■ Task input

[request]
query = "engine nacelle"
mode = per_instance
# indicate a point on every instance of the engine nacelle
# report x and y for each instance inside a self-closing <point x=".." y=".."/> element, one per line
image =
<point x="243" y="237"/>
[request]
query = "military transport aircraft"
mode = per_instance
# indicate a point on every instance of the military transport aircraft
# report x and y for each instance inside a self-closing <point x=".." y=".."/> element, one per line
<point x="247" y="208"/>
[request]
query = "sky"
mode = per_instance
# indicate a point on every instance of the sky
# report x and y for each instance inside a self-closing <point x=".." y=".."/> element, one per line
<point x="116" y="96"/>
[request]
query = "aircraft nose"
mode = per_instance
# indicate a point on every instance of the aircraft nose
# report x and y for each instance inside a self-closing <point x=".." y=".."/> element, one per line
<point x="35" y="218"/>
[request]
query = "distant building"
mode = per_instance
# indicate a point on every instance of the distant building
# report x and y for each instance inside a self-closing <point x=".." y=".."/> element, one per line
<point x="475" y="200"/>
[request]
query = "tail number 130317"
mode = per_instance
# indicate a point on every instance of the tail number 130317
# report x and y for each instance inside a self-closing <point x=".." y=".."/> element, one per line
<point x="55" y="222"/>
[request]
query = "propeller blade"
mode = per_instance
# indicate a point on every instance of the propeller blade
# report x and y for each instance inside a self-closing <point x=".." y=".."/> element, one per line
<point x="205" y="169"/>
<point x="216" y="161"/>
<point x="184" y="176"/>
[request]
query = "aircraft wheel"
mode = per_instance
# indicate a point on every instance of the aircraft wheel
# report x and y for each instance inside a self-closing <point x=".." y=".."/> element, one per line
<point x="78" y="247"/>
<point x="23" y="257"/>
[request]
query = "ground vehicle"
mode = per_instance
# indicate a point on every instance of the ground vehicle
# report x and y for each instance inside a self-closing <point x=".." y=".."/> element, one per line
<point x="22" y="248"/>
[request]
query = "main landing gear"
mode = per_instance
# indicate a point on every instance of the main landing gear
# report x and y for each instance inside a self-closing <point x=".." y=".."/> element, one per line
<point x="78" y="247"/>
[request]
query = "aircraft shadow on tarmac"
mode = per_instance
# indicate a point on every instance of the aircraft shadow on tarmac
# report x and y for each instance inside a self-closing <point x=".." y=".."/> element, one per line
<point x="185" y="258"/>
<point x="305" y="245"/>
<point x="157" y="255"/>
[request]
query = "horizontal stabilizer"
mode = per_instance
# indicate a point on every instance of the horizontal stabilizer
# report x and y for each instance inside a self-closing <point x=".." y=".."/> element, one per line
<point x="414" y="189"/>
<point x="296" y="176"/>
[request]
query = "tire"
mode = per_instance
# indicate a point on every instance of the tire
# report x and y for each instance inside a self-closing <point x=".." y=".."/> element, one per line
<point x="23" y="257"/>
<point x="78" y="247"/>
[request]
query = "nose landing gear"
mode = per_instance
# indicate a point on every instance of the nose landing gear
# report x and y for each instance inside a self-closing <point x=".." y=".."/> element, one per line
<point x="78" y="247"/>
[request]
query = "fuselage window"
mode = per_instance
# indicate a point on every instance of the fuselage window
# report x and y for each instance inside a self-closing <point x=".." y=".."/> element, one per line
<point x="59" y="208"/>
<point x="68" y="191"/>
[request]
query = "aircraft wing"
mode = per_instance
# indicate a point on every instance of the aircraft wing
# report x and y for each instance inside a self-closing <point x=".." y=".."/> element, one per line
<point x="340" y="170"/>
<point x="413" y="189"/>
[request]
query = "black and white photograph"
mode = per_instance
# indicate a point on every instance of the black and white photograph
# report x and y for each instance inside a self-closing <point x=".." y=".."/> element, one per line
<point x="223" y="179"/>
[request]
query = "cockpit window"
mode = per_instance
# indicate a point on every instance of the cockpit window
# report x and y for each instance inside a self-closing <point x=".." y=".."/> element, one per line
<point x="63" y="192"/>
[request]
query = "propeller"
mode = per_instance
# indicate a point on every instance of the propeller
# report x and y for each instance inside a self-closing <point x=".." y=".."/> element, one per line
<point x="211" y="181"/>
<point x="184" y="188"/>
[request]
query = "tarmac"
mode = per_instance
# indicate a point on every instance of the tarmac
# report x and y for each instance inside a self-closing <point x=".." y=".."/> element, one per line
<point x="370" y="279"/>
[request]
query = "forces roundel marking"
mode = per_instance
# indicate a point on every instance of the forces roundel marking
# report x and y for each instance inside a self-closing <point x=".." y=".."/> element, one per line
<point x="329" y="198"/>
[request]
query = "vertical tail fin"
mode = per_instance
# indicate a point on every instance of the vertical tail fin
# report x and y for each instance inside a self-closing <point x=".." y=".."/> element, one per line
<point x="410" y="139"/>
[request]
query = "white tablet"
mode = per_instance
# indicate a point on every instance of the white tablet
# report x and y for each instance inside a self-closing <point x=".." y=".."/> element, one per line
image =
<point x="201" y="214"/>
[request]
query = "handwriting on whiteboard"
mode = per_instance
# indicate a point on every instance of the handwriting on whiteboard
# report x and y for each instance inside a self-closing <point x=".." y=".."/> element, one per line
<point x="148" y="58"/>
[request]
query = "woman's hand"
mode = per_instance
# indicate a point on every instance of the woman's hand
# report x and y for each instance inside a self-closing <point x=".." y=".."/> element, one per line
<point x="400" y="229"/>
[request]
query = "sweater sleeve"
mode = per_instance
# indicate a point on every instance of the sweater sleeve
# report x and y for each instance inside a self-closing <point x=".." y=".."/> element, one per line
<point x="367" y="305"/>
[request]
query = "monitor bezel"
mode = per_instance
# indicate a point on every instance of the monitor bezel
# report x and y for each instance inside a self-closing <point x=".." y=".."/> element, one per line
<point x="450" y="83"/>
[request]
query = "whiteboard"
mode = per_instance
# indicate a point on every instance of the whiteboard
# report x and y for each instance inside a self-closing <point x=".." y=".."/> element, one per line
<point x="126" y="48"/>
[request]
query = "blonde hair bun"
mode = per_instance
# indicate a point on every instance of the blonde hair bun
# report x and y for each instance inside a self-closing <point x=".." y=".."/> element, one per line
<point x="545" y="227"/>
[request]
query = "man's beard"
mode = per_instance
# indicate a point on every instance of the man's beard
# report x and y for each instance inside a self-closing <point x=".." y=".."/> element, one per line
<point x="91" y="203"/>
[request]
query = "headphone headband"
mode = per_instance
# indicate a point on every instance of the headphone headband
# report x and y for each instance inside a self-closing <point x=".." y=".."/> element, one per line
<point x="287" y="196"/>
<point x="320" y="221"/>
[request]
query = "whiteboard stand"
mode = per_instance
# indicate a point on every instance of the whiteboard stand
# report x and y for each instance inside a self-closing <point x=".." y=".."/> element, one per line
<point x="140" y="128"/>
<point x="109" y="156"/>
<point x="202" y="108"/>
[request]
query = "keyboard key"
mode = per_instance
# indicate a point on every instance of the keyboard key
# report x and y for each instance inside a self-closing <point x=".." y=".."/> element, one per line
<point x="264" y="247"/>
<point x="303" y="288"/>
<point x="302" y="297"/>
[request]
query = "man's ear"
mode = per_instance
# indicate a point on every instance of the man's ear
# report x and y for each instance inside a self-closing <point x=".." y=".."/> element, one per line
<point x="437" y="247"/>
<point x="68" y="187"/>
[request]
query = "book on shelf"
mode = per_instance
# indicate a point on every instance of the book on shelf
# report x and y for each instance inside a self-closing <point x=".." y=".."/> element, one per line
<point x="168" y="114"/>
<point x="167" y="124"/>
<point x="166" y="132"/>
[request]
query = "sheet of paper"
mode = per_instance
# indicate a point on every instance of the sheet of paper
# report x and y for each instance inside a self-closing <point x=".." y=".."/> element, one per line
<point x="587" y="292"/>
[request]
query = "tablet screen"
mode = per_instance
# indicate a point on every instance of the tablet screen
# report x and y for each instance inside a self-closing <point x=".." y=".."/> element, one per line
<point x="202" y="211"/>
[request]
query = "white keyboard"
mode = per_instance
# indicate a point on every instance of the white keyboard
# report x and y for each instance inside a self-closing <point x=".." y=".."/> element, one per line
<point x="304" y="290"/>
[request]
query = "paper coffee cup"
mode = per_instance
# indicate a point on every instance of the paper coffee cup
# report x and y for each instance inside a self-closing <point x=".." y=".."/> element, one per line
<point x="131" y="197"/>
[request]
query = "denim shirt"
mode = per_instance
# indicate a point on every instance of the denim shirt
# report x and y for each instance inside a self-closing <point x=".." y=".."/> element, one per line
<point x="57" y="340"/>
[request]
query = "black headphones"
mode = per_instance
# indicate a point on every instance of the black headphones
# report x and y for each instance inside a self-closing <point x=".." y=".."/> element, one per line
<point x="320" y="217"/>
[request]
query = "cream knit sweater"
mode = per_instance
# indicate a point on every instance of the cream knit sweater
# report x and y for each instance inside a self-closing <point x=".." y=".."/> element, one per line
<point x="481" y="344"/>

■ Given instruction
Locate every line in the material that contains the string "shelf" and copy each such line. Case counts in the match.

■ Right answer
query = "book on shelf"
# indicate a point on every instance of the book on shelf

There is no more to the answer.